■ PROBLEM TO SOLVE
Count the lines of the records below that contain the string "mountain", treating uppercase and lowercase as different. Reply with the number alone.

■ RECORDS SHOWN
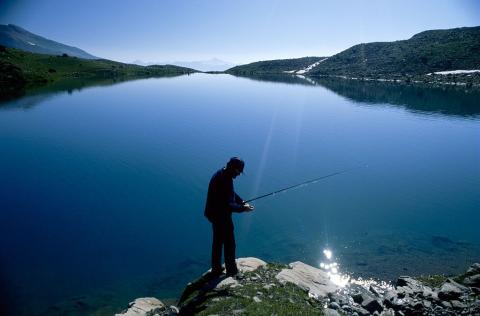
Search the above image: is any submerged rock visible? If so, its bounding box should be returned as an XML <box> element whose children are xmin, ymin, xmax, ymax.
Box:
<box><xmin>117</xmin><ymin>258</ymin><xmax>480</xmax><ymax>316</ymax></box>
<box><xmin>115</xmin><ymin>297</ymin><xmax>165</xmax><ymax>316</ymax></box>
<box><xmin>438</xmin><ymin>279</ymin><xmax>467</xmax><ymax>300</ymax></box>
<box><xmin>276</xmin><ymin>261</ymin><xmax>340</xmax><ymax>297</ymax></box>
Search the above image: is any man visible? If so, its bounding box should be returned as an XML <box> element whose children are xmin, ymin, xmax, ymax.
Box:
<box><xmin>205</xmin><ymin>157</ymin><xmax>253</xmax><ymax>276</ymax></box>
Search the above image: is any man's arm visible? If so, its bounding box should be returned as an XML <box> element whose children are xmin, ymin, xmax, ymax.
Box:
<box><xmin>229</xmin><ymin>192</ymin><xmax>253</xmax><ymax>213</ymax></box>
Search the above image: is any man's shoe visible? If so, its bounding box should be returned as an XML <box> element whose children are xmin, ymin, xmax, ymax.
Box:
<box><xmin>227</xmin><ymin>270</ymin><xmax>244</xmax><ymax>280</ymax></box>
<box><xmin>210</xmin><ymin>269</ymin><xmax>224</xmax><ymax>278</ymax></box>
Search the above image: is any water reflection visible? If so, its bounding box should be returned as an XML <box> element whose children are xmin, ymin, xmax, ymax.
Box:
<box><xmin>320</xmin><ymin>249</ymin><xmax>392</xmax><ymax>291</ymax></box>
<box><xmin>0</xmin><ymin>74</ymin><xmax>191</xmax><ymax>110</ymax></box>
<box><xmin>232</xmin><ymin>75</ymin><xmax>480</xmax><ymax>117</ymax></box>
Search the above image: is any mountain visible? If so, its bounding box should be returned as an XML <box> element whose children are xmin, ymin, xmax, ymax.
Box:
<box><xmin>0</xmin><ymin>24</ymin><xmax>99</xmax><ymax>59</ymax></box>
<box><xmin>225</xmin><ymin>57</ymin><xmax>326</xmax><ymax>75</ymax></box>
<box><xmin>132</xmin><ymin>58</ymin><xmax>235</xmax><ymax>71</ymax></box>
<box><xmin>169</xmin><ymin>58</ymin><xmax>235</xmax><ymax>71</ymax></box>
<box><xmin>308</xmin><ymin>26</ymin><xmax>480</xmax><ymax>78</ymax></box>
<box><xmin>0</xmin><ymin>47</ymin><xmax>197</xmax><ymax>99</ymax></box>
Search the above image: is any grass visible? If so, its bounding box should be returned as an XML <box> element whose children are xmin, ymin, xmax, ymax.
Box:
<box><xmin>0</xmin><ymin>47</ymin><xmax>196</xmax><ymax>99</ymax></box>
<box><xmin>179</xmin><ymin>263</ymin><xmax>323</xmax><ymax>315</ymax></box>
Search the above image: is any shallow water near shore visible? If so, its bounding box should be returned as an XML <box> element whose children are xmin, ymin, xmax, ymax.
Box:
<box><xmin>0</xmin><ymin>74</ymin><xmax>480</xmax><ymax>315</ymax></box>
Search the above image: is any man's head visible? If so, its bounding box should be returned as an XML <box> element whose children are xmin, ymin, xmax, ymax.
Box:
<box><xmin>226</xmin><ymin>157</ymin><xmax>245</xmax><ymax>179</ymax></box>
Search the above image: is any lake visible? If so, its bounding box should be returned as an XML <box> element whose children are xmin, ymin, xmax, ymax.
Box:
<box><xmin>0</xmin><ymin>74</ymin><xmax>480</xmax><ymax>315</ymax></box>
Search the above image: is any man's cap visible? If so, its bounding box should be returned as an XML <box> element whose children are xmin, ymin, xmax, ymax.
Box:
<box><xmin>227</xmin><ymin>157</ymin><xmax>245</xmax><ymax>173</ymax></box>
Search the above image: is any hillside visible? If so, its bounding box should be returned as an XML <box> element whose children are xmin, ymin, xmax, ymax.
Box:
<box><xmin>115</xmin><ymin>257</ymin><xmax>480</xmax><ymax>316</ymax></box>
<box><xmin>0</xmin><ymin>24</ymin><xmax>98</xmax><ymax>59</ymax></box>
<box><xmin>308</xmin><ymin>27</ymin><xmax>480</xmax><ymax>77</ymax></box>
<box><xmin>0</xmin><ymin>47</ymin><xmax>196</xmax><ymax>98</ymax></box>
<box><xmin>225</xmin><ymin>57</ymin><xmax>325</xmax><ymax>75</ymax></box>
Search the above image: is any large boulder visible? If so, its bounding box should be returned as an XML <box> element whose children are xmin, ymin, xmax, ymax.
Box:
<box><xmin>463</xmin><ymin>274</ymin><xmax>480</xmax><ymax>287</ymax></box>
<box><xmin>276</xmin><ymin>261</ymin><xmax>340</xmax><ymax>297</ymax></box>
<box><xmin>467</xmin><ymin>263</ymin><xmax>480</xmax><ymax>274</ymax></box>
<box><xmin>438</xmin><ymin>279</ymin><xmax>467</xmax><ymax>301</ymax></box>
<box><xmin>115</xmin><ymin>297</ymin><xmax>165</xmax><ymax>316</ymax></box>
<box><xmin>235</xmin><ymin>257</ymin><xmax>267</xmax><ymax>273</ymax></box>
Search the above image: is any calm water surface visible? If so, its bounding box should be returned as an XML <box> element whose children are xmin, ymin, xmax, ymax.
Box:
<box><xmin>0</xmin><ymin>74</ymin><xmax>480</xmax><ymax>315</ymax></box>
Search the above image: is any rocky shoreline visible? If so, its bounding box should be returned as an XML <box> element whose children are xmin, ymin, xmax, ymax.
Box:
<box><xmin>116</xmin><ymin>258</ymin><xmax>480</xmax><ymax>316</ymax></box>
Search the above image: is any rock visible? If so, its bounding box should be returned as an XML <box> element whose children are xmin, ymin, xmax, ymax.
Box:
<box><xmin>441</xmin><ymin>301</ymin><xmax>452</xmax><ymax>308</ymax></box>
<box><xmin>410</xmin><ymin>301</ymin><xmax>423</xmax><ymax>311</ymax></box>
<box><xmin>396</xmin><ymin>276</ymin><xmax>423</xmax><ymax>295</ymax></box>
<box><xmin>368</xmin><ymin>285</ymin><xmax>383</xmax><ymax>297</ymax></box>
<box><xmin>467</xmin><ymin>262</ymin><xmax>480</xmax><ymax>273</ymax></box>
<box><xmin>235</xmin><ymin>257</ymin><xmax>267</xmax><ymax>273</ymax></box>
<box><xmin>362</xmin><ymin>298</ymin><xmax>383</xmax><ymax>314</ymax></box>
<box><xmin>170</xmin><ymin>305</ymin><xmax>180</xmax><ymax>314</ymax></box>
<box><xmin>351</xmin><ymin>306</ymin><xmax>370</xmax><ymax>316</ymax></box>
<box><xmin>275</xmin><ymin>261</ymin><xmax>340</xmax><ymax>297</ymax></box>
<box><xmin>380</xmin><ymin>309</ymin><xmax>395</xmax><ymax>316</ymax></box>
<box><xmin>422</xmin><ymin>286</ymin><xmax>438</xmax><ymax>301</ymax></box>
<box><xmin>323</xmin><ymin>308</ymin><xmax>340</xmax><ymax>316</ymax></box>
<box><xmin>263</xmin><ymin>283</ymin><xmax>275</xmax><ymax>290</ymax></box>
<box><xmin>438</xmin><ymin>279</ymin><xmax>466</xmax><ymax>300</ymax></box>
<box><xmin>215</xmin><ymin>277</ymin><xmax>240</xmax><ymax>290</ymax></box>
<box><xmin>463</xmin><ymin>274</ymin><xmax>480</xmax><ymax>287</ymax></box>
<box><xmin>328</xmin><ymin>302</ymin><xmax>340</xmax><ymax>310</ymax></box>
<box><xmin>328</xmin><ymin>292</ymin><xmax>353</xmax><ymax>305</ymax></box>
<box><xmin>115</xmin><ymin>297</ymin><xmax>165</xmax><ymax>316</ymax></box>
<box><xmin>450</xmin><ymin>300</ymin><xmax>467</xmax><ymax>309</ymax></box>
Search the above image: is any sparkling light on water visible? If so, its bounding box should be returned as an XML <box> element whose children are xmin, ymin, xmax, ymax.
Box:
<box><xmin>320</xmin><ymin>249</ymin><xmax>350</xmax><ymax>287</ymax></box>
<box><xmin>320</xmin><ymin>249</ymin><xmax>392</xmax><ymax>291</ymax></box>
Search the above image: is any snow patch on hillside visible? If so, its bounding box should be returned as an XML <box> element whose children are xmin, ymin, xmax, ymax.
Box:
<box><xmin>297</xmin><ymin>57</ymin><xmax>328</xmax><ymax>74</ymax></box>
<box><xmin>284</xmin><ymin>57</ymin><xmax>328</xmax><ymax>75</ymax></box>
<box><xmin>427</xmin><ymin>69</ymin><xmax>480</xmax><ymax>76</ymax></box>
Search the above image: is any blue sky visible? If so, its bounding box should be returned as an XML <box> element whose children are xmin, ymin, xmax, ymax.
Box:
<box><xmin>0</xmin><ymin>0</ymin><xmax>480</xmax><ymax>63</ymax></box>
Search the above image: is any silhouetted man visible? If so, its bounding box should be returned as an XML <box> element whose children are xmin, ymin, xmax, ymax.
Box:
<box><xmin>205</xmin><ymin>157</ymin><xmax>253</xmax><ymax>276</ymax></box>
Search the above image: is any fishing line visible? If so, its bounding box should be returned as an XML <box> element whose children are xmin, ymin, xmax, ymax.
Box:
<box><xmin>244</xmin><ymin>166</ymin><xmax>365</xmax><ymax>203</ymax></box>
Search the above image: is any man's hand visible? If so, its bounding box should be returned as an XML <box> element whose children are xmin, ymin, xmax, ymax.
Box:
<box><xmin>243</xmin><ymin>203</ymin><xmax>255</xmax><ymax>212</ymax></box>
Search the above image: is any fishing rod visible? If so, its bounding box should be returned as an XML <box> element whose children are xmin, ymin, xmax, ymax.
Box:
<box><xmin>244</xmin><ymin>166</ymin><xmax>364</xmax><ymax>203</ymax></box>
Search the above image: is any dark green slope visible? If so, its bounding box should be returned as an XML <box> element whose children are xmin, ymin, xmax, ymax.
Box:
<box><xmin>0</xmin><ymin>47</ymin><xmax>197</xmax><ymax>98</ymax></box>
<box><xmin>308</xmin><ymin>26</ymin><xmax>480</xmax><ymax>77</ymax></box>
<box><xmin>225</xmin><ymin>57</ymin><xmax>325</xmax><ymax>75</ymax></box>
<box><xmin>0</xmin><ymin>24</ymin><xmax>98</xmax><ymax>59</ymax></box>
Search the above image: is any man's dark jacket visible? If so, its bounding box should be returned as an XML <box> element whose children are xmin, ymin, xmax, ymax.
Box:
<box><xmin>204</xmin><ymin>168</ymin><xmax>244</xmax><ymax>223</ymax></box>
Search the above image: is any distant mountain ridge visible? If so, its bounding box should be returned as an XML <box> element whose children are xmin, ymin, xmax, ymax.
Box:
<box><xmin>309</xmin><ymin>26</ymin><xmax>480</xmax><ymax>77</ymax></box>
<box><xmin>0</xmin><ymin>24</ymin><xmax>99</xmax><ymax>59</ymax></box>
<box><xmin>225</xmin><ymin>57</ymin><xmax>326</xmax><ymax>75</ymax></box>
<box><xmin>132</xmin><ymin>58</ymin><xmax>235</xmax><ymax>71</ymax></box>
<box><xmin>225</xmin><ymin>26</ymin><xmax>480</xmax><ymax>78</ymax></box>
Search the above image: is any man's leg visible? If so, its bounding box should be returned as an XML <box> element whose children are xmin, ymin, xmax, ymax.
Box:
<box><xmin>212</xmin><ymin>222</ymin><xmax>224</xmax><ymax>273</ymax></box>
<box><xmin>224</xmin><ymin>225</ymin><xmax>238</xmax><ymax>275</ymax></box>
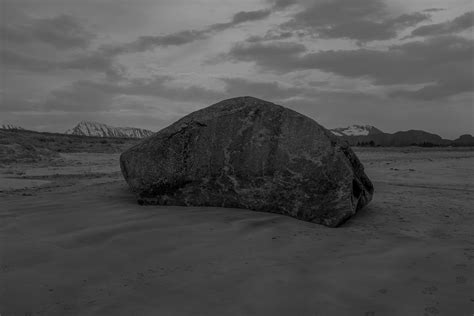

■ CORRECT RESPONSE
2